Moody's changes outlook on Pakistan Mobile Communications Limited's (Jazz's) B1 CFR to negative

21 Jun 2018

Hong Kong, June 21, 2018 -- Moody's Investors Service has revised to negative from stable its outlook on the B1 corporate family rating (CFR) of Pakistan Mobile Communications Limited (Jazz).

At the same time, Moody's has affirmed the company's B1 CFR.

RATINGS RATIONALE

On 20 June 2018, Moody's changed the outlook on Pakistan's sovereign rating to negative from stable and affirmed the country's B3 local and foreign currency long-term issuer and senior unsecured debt ratings.

"Despite Jazz's strong fundamental credit quality, the company's B1 CFR is constrained to no more than two notches above the sovereign's B3 rating," says Annalisa DiChiara, a Moody's Vice President and Senior Credit Officer. "As a result, we have changed Jazz's rating outlook to negative, in line with that of Pakistan's sovereign rating, depsite the company's sollid business fundamentals."

★ ★ ★

▶ Exercise goal
Reproduce the Moody's notice on Jazz's rating outlook in full, word for word. The lines that follow come from a different source than the text.

★ ★ ★

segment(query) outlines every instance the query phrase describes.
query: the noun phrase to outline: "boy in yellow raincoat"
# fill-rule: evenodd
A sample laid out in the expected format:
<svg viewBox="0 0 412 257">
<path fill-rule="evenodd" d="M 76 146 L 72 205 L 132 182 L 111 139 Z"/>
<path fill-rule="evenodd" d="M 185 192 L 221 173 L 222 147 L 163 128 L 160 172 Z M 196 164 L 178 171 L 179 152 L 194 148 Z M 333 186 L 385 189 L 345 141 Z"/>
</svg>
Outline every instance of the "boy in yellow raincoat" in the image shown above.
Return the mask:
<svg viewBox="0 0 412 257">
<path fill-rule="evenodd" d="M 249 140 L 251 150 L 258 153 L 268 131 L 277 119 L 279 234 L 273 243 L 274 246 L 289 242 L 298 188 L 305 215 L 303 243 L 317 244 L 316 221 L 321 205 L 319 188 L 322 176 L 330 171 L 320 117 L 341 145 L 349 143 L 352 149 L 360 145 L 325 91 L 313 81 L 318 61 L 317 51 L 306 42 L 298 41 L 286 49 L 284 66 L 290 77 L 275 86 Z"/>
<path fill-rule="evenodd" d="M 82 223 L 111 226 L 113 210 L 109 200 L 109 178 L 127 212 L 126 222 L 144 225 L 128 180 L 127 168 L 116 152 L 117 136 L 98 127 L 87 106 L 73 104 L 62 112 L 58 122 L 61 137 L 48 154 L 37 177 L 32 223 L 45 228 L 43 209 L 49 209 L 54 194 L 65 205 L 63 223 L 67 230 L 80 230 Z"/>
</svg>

★ ★ ★

▶ Exercise output
Moody's changes outlook on Pakistan Mobile Communications Limited's (Jazz's) B1 CFR to negative

21 Jun 2018

Hong Kong, June 21, 2018 -- Moody's Investors Service has revised to negative from stable its outlook on the B1 corporate family rating (CFR) of Pakistan Mobile Communications Limited (Jazz).

At the same time, Moody's has affirmed the company's B1 CFR.

RATINGS RATIONALE

On 20 June 2018, Moody's changed the outlook on Pakistan's sovereign rating to negative from stable and affirmed the country's B3 local and foreign currency long-term issuer and senior unsecured debt ratings.

"Despite Jazz's strong fundamental credit quality, the company's B1 CFR is constrained to no more than two notches above the sovereign's B3 rating," says Annalisa DiChiara, a Moody's Vice President and Senior Credit Officer. "As a result, we have changed Jazz's rating outlook to negative, in line with that of Pakistan's sovereign rating, depsite the company's sollid business fundamentals."